--- Text section ---
LOL anything that AMERICA has done recently that threatens online speech?!?!?!?
Don't worry, the Disinformation Board will help us catch up to Europe.
Europe is a Russian hoax.
*Flags Comment*
The disinformation board will ensure that many, many democrats will end up in landfills.
We are already copying Germany, East Germany that is, with our brand new Stasi-enforced ministry of truth.
^EXACTLY.... Well Said - Just repeated that 🙂
And her in the USA Biden's DHS; Is started another UN-Constitutional ?CDC? just to do EXACTLY what Europe is doing.
I find the idea behind this sentence from the editorial quite common among libertarians:
"Americans tend to believe that people have a right to make their own decisions and are better trusted to do so than coercive governments...", the author writes.
But that's only part of a familiar equation stated quite well by John Stuart Mill in the 1860s. Yes, we do have a tendency to be capable of making our own individual decisions in regard to our rights, but Mill advises, but only if we are reasoning adults.
There, right there, is where the country's social media problem emerges.
I'm no spring chicken. I remember when and how the political discourse in the US began to coarsen. In the late 1980s, with the Reagan era's abandonment of The Fairness Doctrine in 1987, the ad hominem (or personal attack) has been the modus operandi of "conservative" news/propaganda, AM talk radio, and even this very comment thread. Ad hominem is a rhetorical fallacy that seeks to divert an opponent's attention away from the issue at hand. It's also a tactic of bullies.
Is there any escape from noise? A society is only as competent as the moral fiber of the individual, and if the individual is sinking into something amenable to Honey Boo Boo, the government may have to step in to address missing equilibrium.
Sad but true, but this is one case where "personal responsibility" is potentially one way to address garbage on the web, but that means people, like the god forbidden market, might have to learn how to self-regulate.
Oh fuck. You're funny. The left called the right every name in the book while Reagan was in office. They labeled them racists etc. Guess you must consider those not ad hominems. What a fucking joke. The fairness doctrine only kept Republicans from responding, once they were allowed to push back, they got blamed for the coarsening not the ones who started it. Fuck, rewrite history much?
The Fairness Doctrine certainly didn't put Richard Nixon in an iron mask, did it. All The Fairness Doctrine advocated was that news organizations refrain from "politicized" dissemination of information that only serves one faction. The myth of "the Liberal media" is nothing but a marketing gambit.
---
Tasks for this exercise.
(a) Answer these questions using the online speech discussion:
(i) In what year does one commenter say the Fairness Doctrine was abandoned?
(ii) Which thinker does a commenter cite, and in what decade?
(iii) How does the final comment describe "the myth of 'the Liberal media'"?
(b) Continue the online speech discussion, starting after its final comment.
The material that follows has no connection to the online speech discussion above.
--- Provided data ---
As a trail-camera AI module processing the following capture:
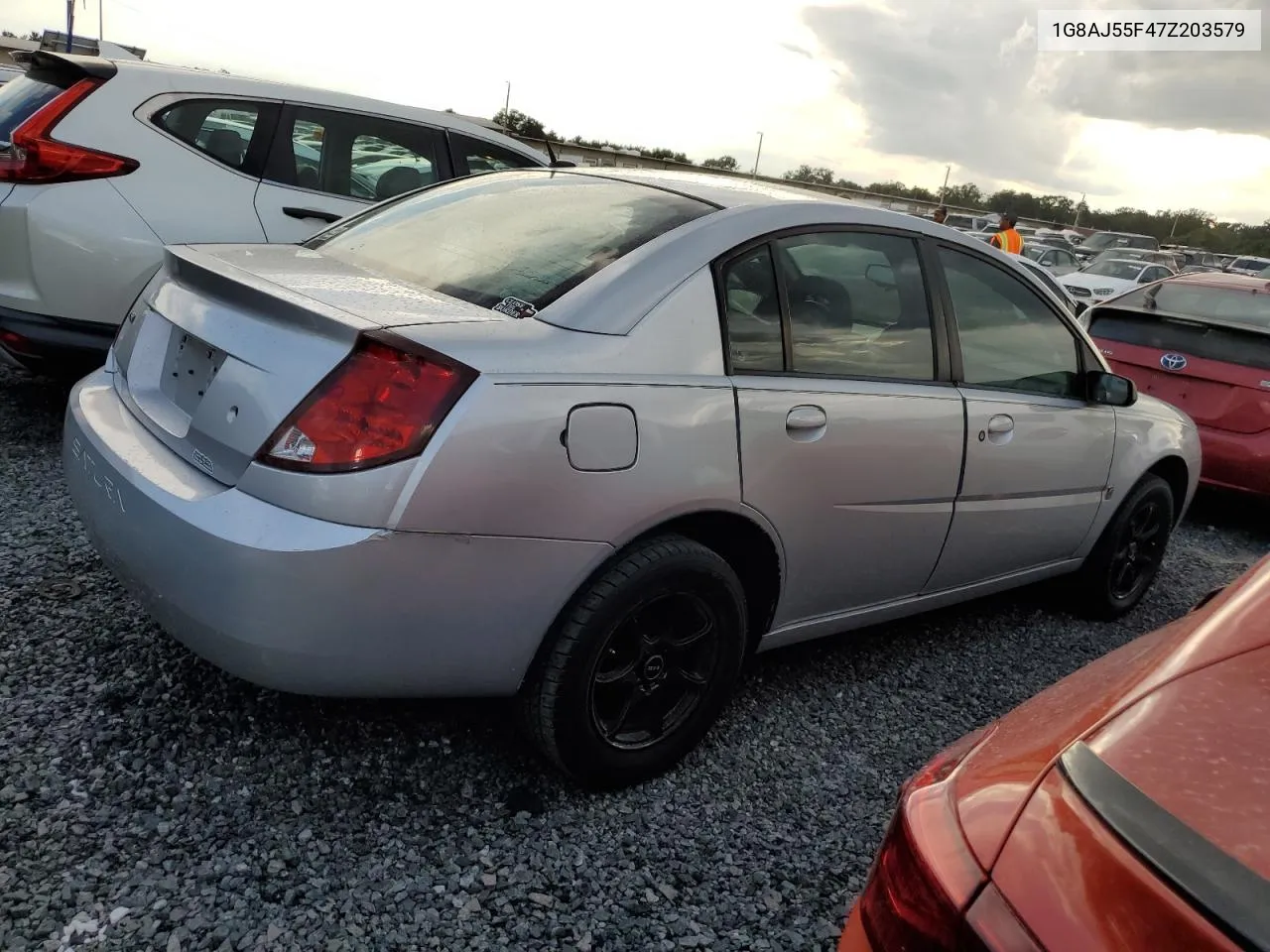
---
Written responses.
(a)
(i) 1987
(ii) John Stuart Mill, in the 1860s
(iii) As "nothing but a marketing gambit"

(b)
And your use of "the Left" is nothing more than a crass overgeneralization. Sure. Some people called Reagan a racist. But "the Left"? Seriously? "The Left" isn't a human individual. How can "the Left" even speak?
"The ones who started it". That's rich. Hilarious, even.
> "The Left" isn't human.
Fixed.
It's an abstraction that is a pointless exercise in its use if not supported by context, background, history, and evidence. In a rational society where civil government and representation are the rules, one's opponent is not "the enemy". Only in despotic societies is such a concept, subject as it is to the extremist either--or kind of false choice, does such nonsense find a home.
You employ many words to say little. You have expertly showcased your meager little sack of writing talent for us.
The media is a a hive mind of Marxism.
You mean the collective of libertarians isn't "a hive mind" too?
‘Collective libertarian’ is a contradiction in terms. But I suppose to an obtuse individual, such as yourself, it might appear otherwise.
Gordon, you are an insect among gods.
People overuse "ad hominem." An ad hominem is a license to ignore an argument because of the person making it.
"I don't have to listen to you, you're a commie" is an ad-hom.
"You advocated for positions X, Y, and Z, which are commie positions, and therefore you can fuck off" is not an ad-hom. It's a personal attack, but it addresses the argument.
Maybe you might be served well by referring to "ad hominem" in Wikipedia. That might be a fairly good beginning. There are even websites that list rhetorical and logical fallacies, ad hominem among them. And ad hominem is not "license" to ignore someone. An ad hominem is an unwarranted personal attack that bears no evidence to support the claim. Do you know anything about the concept of persuasion? Try this: claim, warrant, evidence.
The "tu quogue" ["you also"] rhetorical fallacy is one in which someone seeks to undermine an opponent's argument by impugning his or her affiliations. In the example you use, "so and so is a commie" is dependent on the base prejudice that "commies are bad".
What would be the warrant for calling someone a "commie" when that someone isn't one? And, all the time, on many comment threads, and even in newspaper articles, magazines, and on television, we see this very claim made without warrant, and especially, without evidence.
It’s usually made with warrant. You hand waving it away doesn’t make the horde of Marxists not Marxists. You’re just an overly verbose pseudo intellectual making arguments even more factless than those you accuse of doing the same,
You sound like my aunt. She’s a commie too.
So. The biggest domestic threat to the US is the "collective" of people intent upon state ownership of all capital and property, including the means of production?
Keep flapping your lips. I need a little comedy today.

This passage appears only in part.